* _Objective_
Reproduce the records from their first line up to and including the line with "column 7, row 154", swapping "weathered stone surface" for "eroded stone surface" and leaving everything else unchanged.

* _Information provided_
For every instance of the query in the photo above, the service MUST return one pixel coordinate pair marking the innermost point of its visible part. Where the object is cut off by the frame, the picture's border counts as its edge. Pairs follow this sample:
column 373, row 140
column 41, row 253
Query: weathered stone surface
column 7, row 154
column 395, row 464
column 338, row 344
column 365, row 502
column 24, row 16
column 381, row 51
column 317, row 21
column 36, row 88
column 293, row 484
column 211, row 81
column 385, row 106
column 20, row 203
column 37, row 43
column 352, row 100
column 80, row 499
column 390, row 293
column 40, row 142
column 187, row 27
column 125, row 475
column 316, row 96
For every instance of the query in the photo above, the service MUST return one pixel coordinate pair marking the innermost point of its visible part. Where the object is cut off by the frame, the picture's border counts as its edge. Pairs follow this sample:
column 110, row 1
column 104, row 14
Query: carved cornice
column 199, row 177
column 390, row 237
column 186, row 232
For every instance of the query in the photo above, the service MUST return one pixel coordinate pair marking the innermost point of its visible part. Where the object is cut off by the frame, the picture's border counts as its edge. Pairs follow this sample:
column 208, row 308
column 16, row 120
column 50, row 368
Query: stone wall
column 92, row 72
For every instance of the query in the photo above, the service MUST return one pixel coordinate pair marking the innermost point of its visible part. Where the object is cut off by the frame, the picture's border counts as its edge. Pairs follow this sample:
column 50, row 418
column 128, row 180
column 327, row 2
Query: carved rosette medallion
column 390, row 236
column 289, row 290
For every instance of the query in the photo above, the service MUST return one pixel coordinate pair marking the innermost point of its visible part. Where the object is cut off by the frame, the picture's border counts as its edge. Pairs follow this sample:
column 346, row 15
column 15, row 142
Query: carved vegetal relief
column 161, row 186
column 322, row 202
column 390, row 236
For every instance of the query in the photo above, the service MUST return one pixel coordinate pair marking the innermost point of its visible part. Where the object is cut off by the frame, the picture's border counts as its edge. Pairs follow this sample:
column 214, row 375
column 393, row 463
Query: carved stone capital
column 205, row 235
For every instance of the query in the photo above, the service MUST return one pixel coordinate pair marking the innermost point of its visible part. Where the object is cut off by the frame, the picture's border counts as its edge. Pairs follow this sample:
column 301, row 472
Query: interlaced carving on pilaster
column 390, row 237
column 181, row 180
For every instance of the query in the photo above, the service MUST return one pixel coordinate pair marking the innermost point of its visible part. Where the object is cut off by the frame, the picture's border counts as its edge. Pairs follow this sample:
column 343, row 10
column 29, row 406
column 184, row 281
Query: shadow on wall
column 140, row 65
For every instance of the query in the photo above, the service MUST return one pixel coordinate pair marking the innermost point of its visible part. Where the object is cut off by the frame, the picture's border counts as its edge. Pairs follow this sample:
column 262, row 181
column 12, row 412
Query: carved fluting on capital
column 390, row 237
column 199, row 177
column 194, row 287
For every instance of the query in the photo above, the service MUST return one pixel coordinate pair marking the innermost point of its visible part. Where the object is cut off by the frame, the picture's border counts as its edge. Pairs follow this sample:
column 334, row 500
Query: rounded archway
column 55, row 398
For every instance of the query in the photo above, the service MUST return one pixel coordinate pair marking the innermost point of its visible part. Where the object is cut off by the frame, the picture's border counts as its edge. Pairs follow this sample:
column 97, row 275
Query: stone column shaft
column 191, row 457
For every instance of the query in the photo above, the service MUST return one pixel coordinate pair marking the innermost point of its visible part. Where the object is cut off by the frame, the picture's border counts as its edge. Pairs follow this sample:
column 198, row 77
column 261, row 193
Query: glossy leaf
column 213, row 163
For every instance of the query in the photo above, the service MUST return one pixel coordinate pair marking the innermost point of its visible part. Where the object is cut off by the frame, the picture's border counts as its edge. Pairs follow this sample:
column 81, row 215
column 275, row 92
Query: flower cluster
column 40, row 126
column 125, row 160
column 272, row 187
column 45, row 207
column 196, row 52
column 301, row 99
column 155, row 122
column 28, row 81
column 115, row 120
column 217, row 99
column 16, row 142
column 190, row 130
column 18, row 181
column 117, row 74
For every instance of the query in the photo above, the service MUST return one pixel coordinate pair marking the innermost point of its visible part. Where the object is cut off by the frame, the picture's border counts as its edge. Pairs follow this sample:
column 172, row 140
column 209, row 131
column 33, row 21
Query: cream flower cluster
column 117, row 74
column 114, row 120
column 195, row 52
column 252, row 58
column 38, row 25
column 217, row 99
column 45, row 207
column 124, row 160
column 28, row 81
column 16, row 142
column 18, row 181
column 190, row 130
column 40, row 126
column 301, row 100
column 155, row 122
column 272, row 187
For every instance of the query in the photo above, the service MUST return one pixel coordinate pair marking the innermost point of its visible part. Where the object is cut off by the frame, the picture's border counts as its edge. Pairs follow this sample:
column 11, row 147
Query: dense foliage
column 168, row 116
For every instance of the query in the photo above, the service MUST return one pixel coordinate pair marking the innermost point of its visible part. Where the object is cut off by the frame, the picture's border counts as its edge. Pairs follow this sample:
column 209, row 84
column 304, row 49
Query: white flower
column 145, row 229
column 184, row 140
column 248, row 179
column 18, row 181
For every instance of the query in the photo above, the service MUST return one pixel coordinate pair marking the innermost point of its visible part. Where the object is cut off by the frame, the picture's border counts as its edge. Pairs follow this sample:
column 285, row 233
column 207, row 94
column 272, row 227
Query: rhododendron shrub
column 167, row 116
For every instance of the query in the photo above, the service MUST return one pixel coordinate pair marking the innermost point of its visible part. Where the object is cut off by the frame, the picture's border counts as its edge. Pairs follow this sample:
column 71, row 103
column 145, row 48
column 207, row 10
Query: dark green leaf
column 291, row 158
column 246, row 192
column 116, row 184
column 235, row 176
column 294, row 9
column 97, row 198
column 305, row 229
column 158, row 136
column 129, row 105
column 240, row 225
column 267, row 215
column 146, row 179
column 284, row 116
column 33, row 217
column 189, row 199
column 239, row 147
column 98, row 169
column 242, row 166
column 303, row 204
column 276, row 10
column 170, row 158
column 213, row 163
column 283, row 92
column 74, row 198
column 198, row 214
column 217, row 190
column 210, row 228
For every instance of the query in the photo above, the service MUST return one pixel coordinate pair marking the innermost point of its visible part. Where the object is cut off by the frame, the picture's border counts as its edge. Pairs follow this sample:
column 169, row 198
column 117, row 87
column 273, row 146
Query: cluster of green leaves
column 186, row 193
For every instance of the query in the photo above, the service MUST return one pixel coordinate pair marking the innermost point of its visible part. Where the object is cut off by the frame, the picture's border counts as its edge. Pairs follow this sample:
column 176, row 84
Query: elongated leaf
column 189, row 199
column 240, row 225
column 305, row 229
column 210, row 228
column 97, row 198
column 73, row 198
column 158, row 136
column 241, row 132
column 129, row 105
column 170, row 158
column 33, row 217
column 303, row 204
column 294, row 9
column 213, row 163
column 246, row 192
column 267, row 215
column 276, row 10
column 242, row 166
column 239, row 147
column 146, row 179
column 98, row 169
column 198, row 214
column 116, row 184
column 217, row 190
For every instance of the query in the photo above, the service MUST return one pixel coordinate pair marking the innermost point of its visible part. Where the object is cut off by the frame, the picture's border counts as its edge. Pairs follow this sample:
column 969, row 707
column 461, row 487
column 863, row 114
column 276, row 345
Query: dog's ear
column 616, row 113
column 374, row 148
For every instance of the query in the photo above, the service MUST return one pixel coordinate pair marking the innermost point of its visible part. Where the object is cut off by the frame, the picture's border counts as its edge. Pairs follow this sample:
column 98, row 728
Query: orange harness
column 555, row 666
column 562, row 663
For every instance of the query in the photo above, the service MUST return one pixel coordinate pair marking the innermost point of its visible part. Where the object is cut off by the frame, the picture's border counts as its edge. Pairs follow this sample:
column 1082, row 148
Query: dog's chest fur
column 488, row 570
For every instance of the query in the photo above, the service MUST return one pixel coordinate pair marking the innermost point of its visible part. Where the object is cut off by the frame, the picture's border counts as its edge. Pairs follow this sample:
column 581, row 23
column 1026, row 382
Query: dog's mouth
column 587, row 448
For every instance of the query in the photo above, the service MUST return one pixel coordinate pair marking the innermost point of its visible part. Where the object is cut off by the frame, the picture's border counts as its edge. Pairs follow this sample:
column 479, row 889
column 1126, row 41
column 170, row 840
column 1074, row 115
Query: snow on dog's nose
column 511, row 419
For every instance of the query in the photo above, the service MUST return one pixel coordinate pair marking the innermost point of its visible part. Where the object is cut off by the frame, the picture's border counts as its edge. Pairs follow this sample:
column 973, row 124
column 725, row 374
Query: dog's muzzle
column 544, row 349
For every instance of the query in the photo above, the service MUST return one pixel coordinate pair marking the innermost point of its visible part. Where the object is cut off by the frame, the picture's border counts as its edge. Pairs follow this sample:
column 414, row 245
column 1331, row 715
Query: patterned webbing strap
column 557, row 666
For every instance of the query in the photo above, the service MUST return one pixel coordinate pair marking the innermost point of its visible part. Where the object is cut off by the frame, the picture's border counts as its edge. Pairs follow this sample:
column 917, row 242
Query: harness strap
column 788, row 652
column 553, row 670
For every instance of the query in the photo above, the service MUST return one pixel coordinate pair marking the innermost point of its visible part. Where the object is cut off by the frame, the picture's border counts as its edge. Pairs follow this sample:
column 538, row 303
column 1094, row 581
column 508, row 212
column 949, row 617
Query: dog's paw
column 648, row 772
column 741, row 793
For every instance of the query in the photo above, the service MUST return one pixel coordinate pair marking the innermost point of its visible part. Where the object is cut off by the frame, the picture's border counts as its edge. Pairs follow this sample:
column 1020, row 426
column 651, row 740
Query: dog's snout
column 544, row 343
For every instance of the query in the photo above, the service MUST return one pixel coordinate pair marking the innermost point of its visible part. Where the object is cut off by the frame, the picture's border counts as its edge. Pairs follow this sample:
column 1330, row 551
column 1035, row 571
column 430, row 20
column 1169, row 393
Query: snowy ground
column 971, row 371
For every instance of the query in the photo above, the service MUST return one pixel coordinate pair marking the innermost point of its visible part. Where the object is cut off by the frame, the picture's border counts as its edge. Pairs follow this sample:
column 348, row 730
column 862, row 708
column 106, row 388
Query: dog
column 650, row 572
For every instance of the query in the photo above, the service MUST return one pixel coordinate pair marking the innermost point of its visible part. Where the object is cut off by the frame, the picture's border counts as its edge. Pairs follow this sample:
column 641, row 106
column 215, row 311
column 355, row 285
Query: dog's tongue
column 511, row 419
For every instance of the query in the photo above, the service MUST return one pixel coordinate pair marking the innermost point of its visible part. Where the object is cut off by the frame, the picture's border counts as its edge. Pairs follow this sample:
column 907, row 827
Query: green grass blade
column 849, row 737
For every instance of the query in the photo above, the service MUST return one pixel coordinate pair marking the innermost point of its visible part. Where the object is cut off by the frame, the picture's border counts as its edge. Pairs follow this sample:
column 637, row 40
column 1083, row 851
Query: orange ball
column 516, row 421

* _Response to the exercise_
For every instance of the query in the photo above, the service MUST return one pixel coordinate pair marking the innermost point of its visible part. Where the object is cut off by the frame, the picture's border counts as its edge. Pairs follow this sample:
column 373, row 140
column 41, row 253
Query: eroded stone surface
column 7, row 154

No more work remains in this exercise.